TASK GOAL »
Down to the last character, repeat the data that follows.

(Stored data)
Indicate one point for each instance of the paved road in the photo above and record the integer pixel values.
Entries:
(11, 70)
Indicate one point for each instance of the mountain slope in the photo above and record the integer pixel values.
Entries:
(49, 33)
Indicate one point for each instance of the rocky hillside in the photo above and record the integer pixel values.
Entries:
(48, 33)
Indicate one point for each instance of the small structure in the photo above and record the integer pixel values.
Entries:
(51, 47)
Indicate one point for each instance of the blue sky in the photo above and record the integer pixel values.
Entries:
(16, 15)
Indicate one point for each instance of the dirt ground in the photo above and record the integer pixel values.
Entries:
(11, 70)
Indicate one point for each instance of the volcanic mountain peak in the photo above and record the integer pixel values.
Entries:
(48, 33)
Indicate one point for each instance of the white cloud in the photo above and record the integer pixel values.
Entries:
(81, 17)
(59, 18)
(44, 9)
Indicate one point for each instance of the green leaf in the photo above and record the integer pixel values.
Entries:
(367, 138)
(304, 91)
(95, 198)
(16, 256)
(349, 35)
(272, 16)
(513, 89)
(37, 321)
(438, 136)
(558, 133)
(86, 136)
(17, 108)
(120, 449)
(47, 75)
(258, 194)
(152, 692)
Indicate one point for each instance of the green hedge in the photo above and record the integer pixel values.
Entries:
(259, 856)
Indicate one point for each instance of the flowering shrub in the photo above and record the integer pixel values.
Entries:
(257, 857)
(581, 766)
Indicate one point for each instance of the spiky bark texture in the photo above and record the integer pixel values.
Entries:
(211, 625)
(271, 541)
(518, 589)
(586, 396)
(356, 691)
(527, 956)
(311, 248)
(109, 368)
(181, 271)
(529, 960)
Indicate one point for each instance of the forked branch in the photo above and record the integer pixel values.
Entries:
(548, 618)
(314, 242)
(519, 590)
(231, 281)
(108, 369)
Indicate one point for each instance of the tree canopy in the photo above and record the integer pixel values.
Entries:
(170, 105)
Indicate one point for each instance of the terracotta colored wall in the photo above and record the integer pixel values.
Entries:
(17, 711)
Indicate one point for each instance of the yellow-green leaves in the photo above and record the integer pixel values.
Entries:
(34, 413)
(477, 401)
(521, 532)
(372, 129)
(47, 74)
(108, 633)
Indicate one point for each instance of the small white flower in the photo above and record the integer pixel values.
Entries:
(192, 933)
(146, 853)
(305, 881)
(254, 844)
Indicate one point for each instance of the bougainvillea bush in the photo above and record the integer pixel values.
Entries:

COMPLETED TASK »
Indicate one point for each instance of the paved road in the photo above and record the integer pixel values.
Entries:
(11, 70)
Indicate one point for each instance of the mountain slope in the photo above and record the integer pixel values.
Entries:
(49, 33)
Indicate one point for each instance of the rocky hillside in the photo above and record the integer pixel values.
Entries:
(48, 33)
Indicate one point for each instance of the small structure in the photo above and record the integer pixel values.
Entries:
(51, 47)
Indicate one point for each instance of the blue sky in the photo above and record the integer pixel values.
Entries:
(16, 15)
Indicate one point for each instance of the dirt ground in the photo above and record the integer pixel values.
Entries:
(11, 70)
Indicate one point for each instance of the volcanic mountain peak in the photo above and record the integer pixel values.
Entries:
(48, 33)
Indicate one point for each instance of the white cloud in the photo above and record the integer pixel values.
Entries:
(81, 17)
(59, 18)
(44, 9)
Indicate one point for each instance of the green leaf in the photo above and record the integer pixel values.
Entries:
(367, 138)
(304, 91)
(95, 198)
(16, 256)
(349, 35)
(272, 16)
(513, 89)
(37, 321)
(438, 136)
(558, 133)
(86, 136)
(17, 108)
(120, 449)
(47, 75)
(258, 194)
(152, 692)
Indicate one point for each instance of the green hedge in the photo above and record the integer pixel values.
Entries:
(259, 856)
Indicate one point for each instance of the flowering shrub in the photo above and record the integer pixel values.
Entries:
(257, 857)
(581, 766)
Indicate one point for each instance of the spiky bark texture in the photo above and record the integer pixel values.
Entries:
(211, 625)
(271, 541)
(518, 589)
(586, 396)
(356, 691)
(527, 956)
(311, 248)
(109, 368)
(181, 271)
(529, 960)
Indicate one point for each instance of the forked branch in the photo above and record the integer pixel values.
Entries:
(548, 618)
(314, 242)
(519, 590)
(231, 281)
(108, 369)
Indicate one point for each instance of the tree canopy in the photo above and record the integer pixel values.
Entries:
(170, 105)
Indicate one point for each instance of the terracotta colored wall in the photo above and record the integer pixel values.
Entries:
(17, 711)
Indicate one point for each instance of the yellow-green leaves in the photo above and record the integer pixel values.
Entries:
(34, 413)
(477, 401)
(521, 532)
(372, 129)
(47, 74)
(108, 633)
Indicate one point for each instance of the small white flower in the photo above and record the integer pixel values.
Entries:
(192, 933)
(146, 853)
(305, 881)
(254, 844)
Indicate one point for each instance of the bougainvillea bush in the photo above and record the integer pixel values.
Entries:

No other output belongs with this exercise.